%%
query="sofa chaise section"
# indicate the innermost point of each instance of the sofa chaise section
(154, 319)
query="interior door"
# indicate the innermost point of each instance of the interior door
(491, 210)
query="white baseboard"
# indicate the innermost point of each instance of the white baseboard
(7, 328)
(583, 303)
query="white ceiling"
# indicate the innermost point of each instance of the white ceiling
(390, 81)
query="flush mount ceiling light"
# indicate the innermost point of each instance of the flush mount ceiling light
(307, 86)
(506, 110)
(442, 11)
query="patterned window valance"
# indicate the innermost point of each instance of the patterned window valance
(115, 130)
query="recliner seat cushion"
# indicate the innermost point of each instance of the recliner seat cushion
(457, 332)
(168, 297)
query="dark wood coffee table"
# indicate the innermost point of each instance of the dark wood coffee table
%%
Can you copy all of the material above, character for character, with no changes?

• The answer
query="sofa chaise section"
# indicate the innermost point of each instance of the sofa chaise section
(154, 319)
query="interior door"
# indicate the innermost point of each instance of the interior door
(491, 210)
query="white baseboard"
# indicate the innermost point of each instance of the white baseboard
(7, 328)
(583, 303)
query="white ceiling"
# indicate the innermost point of each instance of the white ceiling
(390, 81)
query="flush mount ceiling light"
# indicate the innermost point of each instance of the flush mount ceiling light
(307, 86)
(506, 110)
(442, 11)
query="patterned window valance"
# indicate the innermost point of each instance of the patterned window valance
(115, 130)
query="recliner seat cushion"
# indicate the innermost point of each instance of the recliner seat cushion
(457, 332)
(168, 297)
query="dark wood coffee table"
# indicate the innermost point of each instance of the dark wood coffee table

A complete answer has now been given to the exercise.